Work to be completed: Count the lines below that contain the word "large" and give only the number.

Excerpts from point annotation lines

● ● ●

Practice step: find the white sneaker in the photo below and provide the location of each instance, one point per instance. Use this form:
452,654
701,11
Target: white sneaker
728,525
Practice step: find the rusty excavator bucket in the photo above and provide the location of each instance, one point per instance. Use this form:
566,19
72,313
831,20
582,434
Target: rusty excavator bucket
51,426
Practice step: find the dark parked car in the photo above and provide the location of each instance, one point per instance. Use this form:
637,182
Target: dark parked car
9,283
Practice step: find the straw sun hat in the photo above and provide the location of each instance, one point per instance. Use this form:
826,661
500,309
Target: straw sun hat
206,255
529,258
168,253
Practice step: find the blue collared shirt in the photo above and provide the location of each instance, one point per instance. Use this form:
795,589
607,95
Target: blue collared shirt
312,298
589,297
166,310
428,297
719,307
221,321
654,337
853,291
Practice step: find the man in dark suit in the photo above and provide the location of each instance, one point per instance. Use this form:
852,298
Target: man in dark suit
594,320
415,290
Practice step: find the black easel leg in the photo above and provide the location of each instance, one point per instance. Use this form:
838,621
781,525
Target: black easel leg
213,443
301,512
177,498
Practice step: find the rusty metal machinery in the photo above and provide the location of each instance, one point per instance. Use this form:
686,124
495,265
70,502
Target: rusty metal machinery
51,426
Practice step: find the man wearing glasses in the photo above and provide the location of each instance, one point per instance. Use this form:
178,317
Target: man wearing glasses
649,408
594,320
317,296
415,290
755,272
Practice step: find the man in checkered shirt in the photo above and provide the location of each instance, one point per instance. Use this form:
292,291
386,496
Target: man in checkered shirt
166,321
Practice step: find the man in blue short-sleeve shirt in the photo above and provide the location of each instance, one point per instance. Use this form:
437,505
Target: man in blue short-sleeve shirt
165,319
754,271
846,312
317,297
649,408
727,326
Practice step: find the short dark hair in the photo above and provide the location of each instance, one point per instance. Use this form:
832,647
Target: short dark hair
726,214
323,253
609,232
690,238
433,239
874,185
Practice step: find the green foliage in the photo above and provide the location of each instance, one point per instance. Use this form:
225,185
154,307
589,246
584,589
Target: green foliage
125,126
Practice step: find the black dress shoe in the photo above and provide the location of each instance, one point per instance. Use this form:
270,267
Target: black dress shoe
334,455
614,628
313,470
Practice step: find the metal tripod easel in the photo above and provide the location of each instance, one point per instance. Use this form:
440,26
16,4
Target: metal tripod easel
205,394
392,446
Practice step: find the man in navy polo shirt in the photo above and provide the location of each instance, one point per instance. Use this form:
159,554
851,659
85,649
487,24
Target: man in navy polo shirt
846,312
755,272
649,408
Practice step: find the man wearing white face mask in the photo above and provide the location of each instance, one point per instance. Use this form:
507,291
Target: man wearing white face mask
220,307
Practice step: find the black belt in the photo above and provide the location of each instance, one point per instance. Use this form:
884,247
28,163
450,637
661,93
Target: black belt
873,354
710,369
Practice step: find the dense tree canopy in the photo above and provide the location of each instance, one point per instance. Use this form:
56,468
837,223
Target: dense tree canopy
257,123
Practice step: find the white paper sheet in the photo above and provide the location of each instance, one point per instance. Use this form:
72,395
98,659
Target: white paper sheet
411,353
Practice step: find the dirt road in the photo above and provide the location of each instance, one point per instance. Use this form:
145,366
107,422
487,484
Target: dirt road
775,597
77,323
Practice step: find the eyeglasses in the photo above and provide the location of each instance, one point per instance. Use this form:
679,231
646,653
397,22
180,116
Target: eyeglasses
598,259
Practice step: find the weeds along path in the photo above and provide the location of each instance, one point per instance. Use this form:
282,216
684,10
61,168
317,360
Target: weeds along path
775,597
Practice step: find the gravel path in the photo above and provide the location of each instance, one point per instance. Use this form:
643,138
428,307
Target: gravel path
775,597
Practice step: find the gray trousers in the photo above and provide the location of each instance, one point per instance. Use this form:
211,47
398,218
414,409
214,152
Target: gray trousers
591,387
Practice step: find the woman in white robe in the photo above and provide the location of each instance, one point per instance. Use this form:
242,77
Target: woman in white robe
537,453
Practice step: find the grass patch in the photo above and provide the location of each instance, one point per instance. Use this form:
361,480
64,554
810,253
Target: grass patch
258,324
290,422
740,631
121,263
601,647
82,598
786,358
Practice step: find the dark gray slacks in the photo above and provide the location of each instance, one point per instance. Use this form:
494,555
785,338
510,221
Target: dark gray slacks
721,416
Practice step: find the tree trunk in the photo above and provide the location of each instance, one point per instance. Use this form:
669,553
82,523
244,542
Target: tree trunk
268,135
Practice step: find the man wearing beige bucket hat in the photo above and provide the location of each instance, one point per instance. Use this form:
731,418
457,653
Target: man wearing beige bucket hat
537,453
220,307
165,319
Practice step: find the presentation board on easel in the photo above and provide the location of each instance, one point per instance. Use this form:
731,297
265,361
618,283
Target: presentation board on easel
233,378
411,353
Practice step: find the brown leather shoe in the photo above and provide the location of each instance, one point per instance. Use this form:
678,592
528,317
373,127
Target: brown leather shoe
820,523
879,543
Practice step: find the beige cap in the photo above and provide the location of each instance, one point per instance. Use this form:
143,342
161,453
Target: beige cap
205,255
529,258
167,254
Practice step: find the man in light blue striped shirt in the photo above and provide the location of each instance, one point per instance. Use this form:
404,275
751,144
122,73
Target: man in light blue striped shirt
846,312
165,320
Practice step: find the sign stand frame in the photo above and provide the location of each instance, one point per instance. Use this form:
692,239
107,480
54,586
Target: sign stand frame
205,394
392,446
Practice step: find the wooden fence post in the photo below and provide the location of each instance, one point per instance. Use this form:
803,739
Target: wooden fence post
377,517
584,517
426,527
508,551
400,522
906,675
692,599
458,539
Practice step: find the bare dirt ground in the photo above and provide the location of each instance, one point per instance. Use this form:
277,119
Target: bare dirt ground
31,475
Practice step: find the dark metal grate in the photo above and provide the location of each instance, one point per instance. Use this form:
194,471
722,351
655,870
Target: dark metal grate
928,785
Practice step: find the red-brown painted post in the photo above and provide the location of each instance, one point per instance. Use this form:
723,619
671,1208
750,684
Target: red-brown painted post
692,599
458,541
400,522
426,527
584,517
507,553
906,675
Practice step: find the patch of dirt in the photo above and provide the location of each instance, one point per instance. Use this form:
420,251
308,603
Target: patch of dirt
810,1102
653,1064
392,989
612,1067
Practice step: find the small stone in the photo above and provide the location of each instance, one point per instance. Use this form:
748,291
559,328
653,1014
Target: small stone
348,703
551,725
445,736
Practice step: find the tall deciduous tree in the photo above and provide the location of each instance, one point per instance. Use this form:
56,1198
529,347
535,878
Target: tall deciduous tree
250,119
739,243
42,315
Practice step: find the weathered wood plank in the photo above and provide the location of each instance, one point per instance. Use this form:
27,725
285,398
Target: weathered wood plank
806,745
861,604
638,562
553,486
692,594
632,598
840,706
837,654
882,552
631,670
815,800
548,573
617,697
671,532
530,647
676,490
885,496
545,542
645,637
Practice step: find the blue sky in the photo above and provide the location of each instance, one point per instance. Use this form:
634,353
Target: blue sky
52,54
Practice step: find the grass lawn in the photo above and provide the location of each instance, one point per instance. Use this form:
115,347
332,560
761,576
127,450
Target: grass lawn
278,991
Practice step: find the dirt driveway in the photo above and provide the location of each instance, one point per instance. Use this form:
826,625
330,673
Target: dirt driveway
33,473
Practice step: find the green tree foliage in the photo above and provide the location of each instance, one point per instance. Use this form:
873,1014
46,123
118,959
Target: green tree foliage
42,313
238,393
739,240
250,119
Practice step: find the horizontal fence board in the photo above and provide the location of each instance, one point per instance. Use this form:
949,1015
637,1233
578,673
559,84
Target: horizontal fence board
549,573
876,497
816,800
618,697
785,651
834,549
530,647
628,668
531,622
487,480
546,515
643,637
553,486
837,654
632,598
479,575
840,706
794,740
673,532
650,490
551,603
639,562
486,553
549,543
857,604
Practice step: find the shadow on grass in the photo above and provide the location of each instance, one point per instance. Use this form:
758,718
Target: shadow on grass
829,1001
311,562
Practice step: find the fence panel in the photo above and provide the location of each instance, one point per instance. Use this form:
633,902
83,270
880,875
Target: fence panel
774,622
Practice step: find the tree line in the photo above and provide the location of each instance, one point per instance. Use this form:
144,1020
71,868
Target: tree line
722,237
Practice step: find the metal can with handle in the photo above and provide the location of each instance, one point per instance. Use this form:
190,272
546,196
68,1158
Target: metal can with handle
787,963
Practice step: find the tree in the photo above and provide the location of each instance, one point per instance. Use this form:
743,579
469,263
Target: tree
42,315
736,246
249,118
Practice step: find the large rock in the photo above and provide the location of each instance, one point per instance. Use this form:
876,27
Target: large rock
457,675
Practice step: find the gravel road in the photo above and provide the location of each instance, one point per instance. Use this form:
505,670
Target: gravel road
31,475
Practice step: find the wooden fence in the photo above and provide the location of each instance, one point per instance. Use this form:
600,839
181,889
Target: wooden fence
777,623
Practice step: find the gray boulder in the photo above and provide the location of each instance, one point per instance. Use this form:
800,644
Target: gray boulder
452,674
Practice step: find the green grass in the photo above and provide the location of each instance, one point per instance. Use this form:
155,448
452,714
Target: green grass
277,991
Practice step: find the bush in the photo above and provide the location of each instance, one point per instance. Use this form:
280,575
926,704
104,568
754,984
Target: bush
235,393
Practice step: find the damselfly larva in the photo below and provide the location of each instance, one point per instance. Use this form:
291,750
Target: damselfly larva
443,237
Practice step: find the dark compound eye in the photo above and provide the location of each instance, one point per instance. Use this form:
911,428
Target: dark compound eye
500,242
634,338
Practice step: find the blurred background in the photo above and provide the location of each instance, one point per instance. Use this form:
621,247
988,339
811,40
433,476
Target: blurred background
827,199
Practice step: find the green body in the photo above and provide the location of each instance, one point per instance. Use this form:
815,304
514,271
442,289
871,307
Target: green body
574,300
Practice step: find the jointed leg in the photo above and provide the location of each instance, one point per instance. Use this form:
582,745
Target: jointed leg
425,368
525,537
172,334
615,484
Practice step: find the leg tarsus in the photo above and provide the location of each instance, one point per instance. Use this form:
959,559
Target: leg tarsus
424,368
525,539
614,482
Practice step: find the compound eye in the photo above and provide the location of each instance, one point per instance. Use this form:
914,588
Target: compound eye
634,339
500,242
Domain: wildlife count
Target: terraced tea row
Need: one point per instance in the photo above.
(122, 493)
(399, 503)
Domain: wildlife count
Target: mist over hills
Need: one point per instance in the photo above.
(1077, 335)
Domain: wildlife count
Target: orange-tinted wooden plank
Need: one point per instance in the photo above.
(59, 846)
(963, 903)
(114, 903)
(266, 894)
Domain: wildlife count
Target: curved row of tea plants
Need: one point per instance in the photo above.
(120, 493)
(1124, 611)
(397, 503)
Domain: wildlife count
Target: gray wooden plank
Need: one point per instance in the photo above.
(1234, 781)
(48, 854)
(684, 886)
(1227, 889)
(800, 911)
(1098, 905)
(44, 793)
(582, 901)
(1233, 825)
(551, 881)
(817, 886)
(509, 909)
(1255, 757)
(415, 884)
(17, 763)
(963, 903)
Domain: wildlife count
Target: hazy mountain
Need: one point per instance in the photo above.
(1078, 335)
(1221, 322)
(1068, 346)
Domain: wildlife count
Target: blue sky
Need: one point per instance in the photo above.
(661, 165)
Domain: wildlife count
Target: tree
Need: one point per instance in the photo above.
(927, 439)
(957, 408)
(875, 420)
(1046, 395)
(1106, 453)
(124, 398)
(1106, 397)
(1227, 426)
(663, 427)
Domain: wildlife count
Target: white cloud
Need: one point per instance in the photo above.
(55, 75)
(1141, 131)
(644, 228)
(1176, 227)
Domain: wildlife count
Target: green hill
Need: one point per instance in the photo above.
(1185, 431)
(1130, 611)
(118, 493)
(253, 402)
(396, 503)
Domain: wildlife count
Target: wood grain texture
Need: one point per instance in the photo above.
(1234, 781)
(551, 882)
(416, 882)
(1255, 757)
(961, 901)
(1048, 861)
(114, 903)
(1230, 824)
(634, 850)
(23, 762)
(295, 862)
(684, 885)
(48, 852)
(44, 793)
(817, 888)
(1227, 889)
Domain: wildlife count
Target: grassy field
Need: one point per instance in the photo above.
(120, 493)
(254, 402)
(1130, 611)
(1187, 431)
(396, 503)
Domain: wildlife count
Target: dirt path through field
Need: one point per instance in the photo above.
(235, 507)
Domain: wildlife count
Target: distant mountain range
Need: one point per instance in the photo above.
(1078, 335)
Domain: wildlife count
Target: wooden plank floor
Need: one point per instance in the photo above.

● ● ●

Result of this exercise: 2